So, those are the two big ways that a lot of running can hurt your muscle gains; by forcing your body to break down muscle tissue to fuel the running and by negatively affecting your recovery abilities.

How Running Could Help You Gain Muscle

There has been evidence to suggest that endurance style training can have a positive effect on your insulin sensitivity. [1]

This is good news as insulin has a direct impact on how your body utilizes the nutrients that you feed it.

Insulin is a hormone in your body that is released whenever your body detects an increase blood sugar levels. Blood sugar levels increase pretty much any time you eat but the rise varies depending on what type of food you are eating. For example, carbohydrates are more easily broken down into glucose so they cause a sharper rise in blood sugar levels and a bigger insulin response.

When insulin is released, its job is to shuttle all of the nutrients into your body’s various cells. Some of those cells include your muscles and insulin can help to shuttle much-needed amino acids and glucose into them.

By using cardio to increase the effect of insulin, your muscles will be able to absorb more of the necessary nutrients for recovery and growth.

One more benefit of increased running, or any cardio for that matter, is the conditioning effect it has on your body. It can actually help to increase your work capacity inside the weight room.

By running more, you will be making your cardiovascular system stronger and more efficient. A stronger heart and set of lungs could make a huge difference in some of the higher rep sets.

You could even squeeze out an extra rep or two as a result of being better conditioned. Those extra reps can certainly add up to extra muscle gains over time.

A good way to increase cardio activity is to run on the treadmill, more so if you have one at home. Click here to check out some good but affordable treadmills for home use.

How to Run More Without Losing Muscle

We have discussed how running can have both negative and positive impacts on your muscle gaining progress. Now, you need to come up with a plan so that you can get the positives without those negatives.

Here are some tips and tactics that you can use to help you maintain your muscle mass while increasing the amount of running you do.

Fuel your training

You learned earlier that not having sufficient energy is a huge cause of muscle loss after adding more running and cardio into a training program.

To combat that fact, you need to ensure the extra energy requirements are being met by your diet.

A balanced diet that contains appropriate amounts of all three macronutrients is recommended.

Healthy fats and adequate carbohydrate intake are crucial for supplying your body with the energy it needs to take part in both running and weight training. The carbohydrates also play a key role in recovery after a training session.

Protein intake is vital for muscle growth and recovery from your workouts.

Smarter programming

You really need to listen to your body if you are planning on working heavily with different training styles. Be sure to monitor how you are feeling during your gym sessions and running workouts.

It would be a good idea to start off with a minimal amount of extra training to let your body adapt before increasing the amount you do.

You may even have to pick one area to put more of your focus into. For example, if you choose to really hit your running hard, it could be a wise decision to ease off on your weight training and plan your strength program to maintain your current levels for the time being.

The same approach can be taken in the opposite situation.

It becomes much easier to keep on top of your recovery if you are only pushing one type of training to the max instead of trying to go all out with two very different training goals.

Conclusion

Running can make you lose muscle but it could also help out as well. It all comes down to planning and being prepared.

Take a smart approach to your training program by thinking of your overall end goal and then plan your training around that. Only include what is vital to your goal and get rid of everything else.

The same level of planning must also go into your nutrition.

At the end of the day, it really comes down to being clever with it. Yes, it is more difficult to train heavily for both running and muscle growth but there is no reason it can’t be done.

▶ [Complete the following]
A: Answer these questions from the passage on running and muscle gains:
(i) According to the passage, what is insulin's job once it is released?
(ii) Under "Fuel your training," what role do carbohydrates play besides supplying energy?
(iii) Under "Smarter programming," how much extra training does the passage suggest starting with?
B: Transcribe the passage on running and muscle gains from "By running more, you" to "higher rep sets.".

▶ [Extracted data]
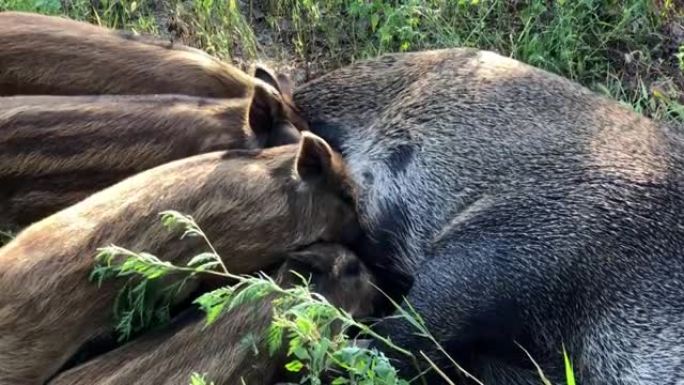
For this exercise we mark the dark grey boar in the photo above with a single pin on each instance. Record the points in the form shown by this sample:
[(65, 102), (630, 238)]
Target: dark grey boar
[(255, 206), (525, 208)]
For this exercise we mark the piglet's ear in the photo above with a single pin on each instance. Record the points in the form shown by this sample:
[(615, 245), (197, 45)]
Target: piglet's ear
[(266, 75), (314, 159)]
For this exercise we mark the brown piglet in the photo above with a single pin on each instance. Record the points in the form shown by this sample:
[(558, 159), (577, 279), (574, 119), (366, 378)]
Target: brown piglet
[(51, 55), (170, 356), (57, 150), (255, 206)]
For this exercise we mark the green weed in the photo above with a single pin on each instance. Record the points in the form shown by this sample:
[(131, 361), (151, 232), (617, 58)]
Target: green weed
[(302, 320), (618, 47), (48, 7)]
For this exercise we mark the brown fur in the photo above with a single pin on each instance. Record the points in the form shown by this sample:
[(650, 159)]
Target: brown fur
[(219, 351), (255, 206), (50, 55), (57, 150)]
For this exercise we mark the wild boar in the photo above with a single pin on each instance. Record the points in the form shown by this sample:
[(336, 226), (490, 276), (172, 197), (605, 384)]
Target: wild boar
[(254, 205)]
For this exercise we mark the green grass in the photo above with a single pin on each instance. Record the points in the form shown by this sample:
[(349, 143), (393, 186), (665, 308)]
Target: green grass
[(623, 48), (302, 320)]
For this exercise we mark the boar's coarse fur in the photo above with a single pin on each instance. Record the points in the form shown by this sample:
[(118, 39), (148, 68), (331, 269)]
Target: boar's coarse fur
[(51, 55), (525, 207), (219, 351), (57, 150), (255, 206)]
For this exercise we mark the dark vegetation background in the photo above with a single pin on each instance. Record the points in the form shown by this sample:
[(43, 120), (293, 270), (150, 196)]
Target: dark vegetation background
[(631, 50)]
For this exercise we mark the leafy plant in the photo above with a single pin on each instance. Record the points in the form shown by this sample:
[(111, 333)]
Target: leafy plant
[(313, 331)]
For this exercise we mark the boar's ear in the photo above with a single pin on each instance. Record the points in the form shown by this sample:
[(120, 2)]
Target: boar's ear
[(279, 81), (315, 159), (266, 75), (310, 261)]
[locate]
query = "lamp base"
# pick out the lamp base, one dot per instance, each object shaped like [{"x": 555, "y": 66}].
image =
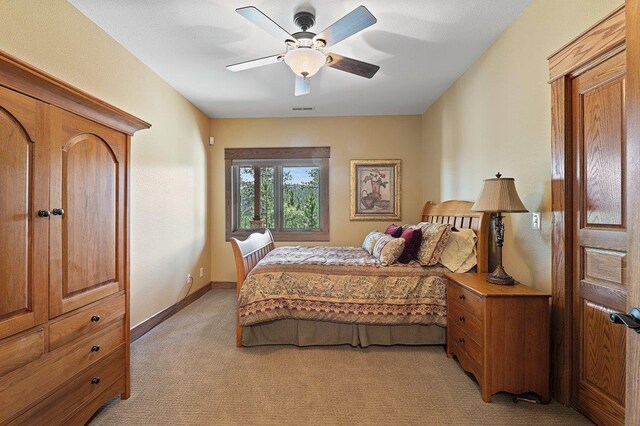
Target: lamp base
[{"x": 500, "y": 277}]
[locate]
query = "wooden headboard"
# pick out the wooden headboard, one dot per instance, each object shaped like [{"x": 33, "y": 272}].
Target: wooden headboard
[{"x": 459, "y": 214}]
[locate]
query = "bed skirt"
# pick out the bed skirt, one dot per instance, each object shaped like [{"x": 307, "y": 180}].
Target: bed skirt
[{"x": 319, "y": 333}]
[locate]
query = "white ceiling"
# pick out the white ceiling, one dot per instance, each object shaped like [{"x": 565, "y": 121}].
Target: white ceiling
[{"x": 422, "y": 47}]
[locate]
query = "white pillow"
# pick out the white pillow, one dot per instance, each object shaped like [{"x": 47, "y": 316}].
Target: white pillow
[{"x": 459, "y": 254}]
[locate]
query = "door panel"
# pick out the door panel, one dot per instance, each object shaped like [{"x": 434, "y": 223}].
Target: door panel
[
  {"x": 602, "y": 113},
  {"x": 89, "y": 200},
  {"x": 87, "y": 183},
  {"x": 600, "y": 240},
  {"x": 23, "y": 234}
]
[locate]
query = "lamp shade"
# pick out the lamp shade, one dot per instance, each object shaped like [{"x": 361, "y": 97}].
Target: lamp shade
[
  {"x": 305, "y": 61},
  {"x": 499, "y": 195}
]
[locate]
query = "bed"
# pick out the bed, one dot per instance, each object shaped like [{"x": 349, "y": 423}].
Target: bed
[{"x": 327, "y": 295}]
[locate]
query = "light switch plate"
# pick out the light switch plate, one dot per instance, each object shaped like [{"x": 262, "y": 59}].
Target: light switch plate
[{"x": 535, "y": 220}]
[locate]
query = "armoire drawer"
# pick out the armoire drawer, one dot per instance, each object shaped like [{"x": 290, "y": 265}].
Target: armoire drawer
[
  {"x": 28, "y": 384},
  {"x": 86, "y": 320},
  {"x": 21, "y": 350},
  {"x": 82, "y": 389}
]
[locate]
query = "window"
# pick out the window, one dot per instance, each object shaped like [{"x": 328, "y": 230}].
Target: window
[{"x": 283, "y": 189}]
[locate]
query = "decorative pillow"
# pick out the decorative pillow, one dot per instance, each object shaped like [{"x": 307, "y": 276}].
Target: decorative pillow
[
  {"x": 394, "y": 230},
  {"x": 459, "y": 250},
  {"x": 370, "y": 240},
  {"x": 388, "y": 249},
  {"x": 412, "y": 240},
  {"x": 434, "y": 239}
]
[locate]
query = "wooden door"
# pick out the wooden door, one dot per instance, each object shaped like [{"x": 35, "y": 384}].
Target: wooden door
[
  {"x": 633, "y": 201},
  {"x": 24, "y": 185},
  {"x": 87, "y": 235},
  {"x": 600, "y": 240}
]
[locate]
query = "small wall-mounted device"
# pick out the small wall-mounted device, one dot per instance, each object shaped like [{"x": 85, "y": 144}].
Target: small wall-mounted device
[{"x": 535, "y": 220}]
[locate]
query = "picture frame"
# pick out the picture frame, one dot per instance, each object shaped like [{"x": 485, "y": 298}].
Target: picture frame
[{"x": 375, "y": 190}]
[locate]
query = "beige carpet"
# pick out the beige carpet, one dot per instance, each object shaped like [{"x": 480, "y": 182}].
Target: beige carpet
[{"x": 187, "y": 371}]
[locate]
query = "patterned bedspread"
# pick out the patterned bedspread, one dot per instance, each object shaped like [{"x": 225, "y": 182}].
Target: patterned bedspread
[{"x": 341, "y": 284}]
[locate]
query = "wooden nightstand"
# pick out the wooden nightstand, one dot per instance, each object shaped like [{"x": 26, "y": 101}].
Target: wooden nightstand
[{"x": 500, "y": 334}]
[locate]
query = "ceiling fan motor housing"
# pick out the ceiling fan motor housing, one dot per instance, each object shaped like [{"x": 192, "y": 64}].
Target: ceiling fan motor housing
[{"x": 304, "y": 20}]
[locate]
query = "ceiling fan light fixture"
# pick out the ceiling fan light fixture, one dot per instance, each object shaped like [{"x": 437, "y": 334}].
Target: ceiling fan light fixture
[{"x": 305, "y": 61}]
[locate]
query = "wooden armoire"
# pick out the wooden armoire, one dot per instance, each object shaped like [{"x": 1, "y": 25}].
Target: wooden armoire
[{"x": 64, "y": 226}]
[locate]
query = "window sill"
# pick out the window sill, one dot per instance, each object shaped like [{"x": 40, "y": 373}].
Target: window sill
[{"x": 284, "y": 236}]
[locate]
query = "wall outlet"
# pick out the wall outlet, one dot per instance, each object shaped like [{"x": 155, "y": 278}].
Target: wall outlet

▶ [Responses to the exercise]
A:
(i) Insulin's job is to shuttle all of the nutrients into the body's various cells, including the muscles.
(ii) Carbohydrates play a key role in recovery after a training session.
(iii) The passage suggests starting with a minimal amount of extra training so the body can adapt before the amount increases.

B:
By running more, you will be making your cardiovascular system stronger and more efficient. A stronger heart and set of lungs could make a huge difference in some of the higher rep sets.